## [PASSAGE]
────────────────────────────────────────
Religion is a path we travel that helps us live this life. Religion helps us to live in community, have peace in our lives, and guide us away from the evil that can destroy our human selves and families. It is not about just rules for the sake of regulations. The object of religion is to help us develop our soul’s being. Our spiritual life is as essential as our mental health and physical well-being. Our spiritual dimension is the motherboard of our lives.

Recently, I had two patients in hospice. Both were very accomplished people. They had written books, been outstanding in their receptive fields and achieved great honors in their education. I, as the chaplain, had to deal with them. It was not only difficult but, to be honest, depressing. Two great persons, but in one case, religion was a place where this individual could advance. He took his religion as a career path to success. He was a dutiful member of his religious group, but as he aged, the rules and regulations became all he knew about his religion. He had missed the teachings and love that was to give him hope. He found he was now blind and dying. He had never given his heart to what he had lived on the outside of his life. miserable, in pain, and angry, he hated religion and God as a hollow and pernicious set of words and teachings that had never penetrated his soul.

The other person I had to deal with was a person of science; he had never been drawn to religion. His life was all about the facts; the physical world was all that was real. He was diagnosed with inoperable cancer. He was depressed and almost combative when I met him. Despairing and beside himself, saying, “This is all there is.” He lamented that all his education, study and honors were going to the grave with him. He repeated that over and over. He would not look at me directly and writhed on the bed, hopeless. My prayers and compassion could not reach his anxiety and terror.

Both of these individuals had not found their spiritual lives necessary. For one, was using religion to achieve his goals. The second person thought that religion was a waste of time since the world was made of facts, not “pie in the sky,” as he told me several times. Your soul is part of you. The God part of us some have called consciousness. Humans are part of the animal kingdom, but our soul makes us conscious of living in reality. We can communicate ideas, and we can hold memories. We are not under the rules of nature as animals, like instinct; we are a higher state. What makes us so is our ability to love, serve the community, and sacrifice for the betterment of others. Love, sacrifice and caring for others are serious parts of who and what we are.
────────────────────────────────────────
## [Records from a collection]
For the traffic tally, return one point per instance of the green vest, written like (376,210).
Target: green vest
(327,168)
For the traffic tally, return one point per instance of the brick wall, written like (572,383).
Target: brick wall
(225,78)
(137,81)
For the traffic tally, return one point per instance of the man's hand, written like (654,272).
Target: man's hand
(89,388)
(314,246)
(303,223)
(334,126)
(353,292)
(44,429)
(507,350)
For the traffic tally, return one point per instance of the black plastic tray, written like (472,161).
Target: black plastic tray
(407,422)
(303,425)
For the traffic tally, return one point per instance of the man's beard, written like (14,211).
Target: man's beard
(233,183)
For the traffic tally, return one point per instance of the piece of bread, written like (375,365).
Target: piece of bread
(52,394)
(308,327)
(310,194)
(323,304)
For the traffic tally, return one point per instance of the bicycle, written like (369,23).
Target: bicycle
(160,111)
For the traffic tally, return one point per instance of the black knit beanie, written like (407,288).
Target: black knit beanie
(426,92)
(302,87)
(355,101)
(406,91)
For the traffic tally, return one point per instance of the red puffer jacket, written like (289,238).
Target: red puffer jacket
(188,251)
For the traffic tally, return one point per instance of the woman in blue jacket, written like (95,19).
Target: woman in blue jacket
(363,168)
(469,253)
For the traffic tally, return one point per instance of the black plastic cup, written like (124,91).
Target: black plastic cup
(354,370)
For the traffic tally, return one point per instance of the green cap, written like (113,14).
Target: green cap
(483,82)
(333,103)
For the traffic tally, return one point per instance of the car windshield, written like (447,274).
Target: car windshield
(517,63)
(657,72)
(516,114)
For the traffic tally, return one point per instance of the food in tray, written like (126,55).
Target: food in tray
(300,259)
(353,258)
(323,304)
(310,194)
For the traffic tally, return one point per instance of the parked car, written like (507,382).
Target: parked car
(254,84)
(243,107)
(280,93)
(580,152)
────────────────────────────────────────
## [PROBLEM SET]
a - List the abilities that the essay on religion says make humans a higher state than animals.
b - Reproduce the part of the essay on religion starting at "Recently, I had" and ending at "penetrated his soul.".

## [ANSWERS TO EACH TASK]
a -
- Love
- Serving the community
- Sacrificing for the betterment of others

b -
Recently, I had two patients in hospice. Both were very accomplished people. They had written books, been outstanding in their receptive fields and achieved great honors in their education. I, as the chaplain, had to deal with them. It was not only difficult but, to be honest, depressing. Two great persons, but in one case, religion was a place where this individual could advance. He took his religion as a career path to success. He was a dutiful member of his religious group, but as he aged, the rules and regulations became all he knew about his religion. He had missed the teachings and love that was to give him hope. He found he was now blind and dying. He had never given his heart to what he had lived on the outside of his life. miserable, in pain, and angry, he hated religion and God as a hollow and pernicious set of words and teachings that had never penetrated his soul.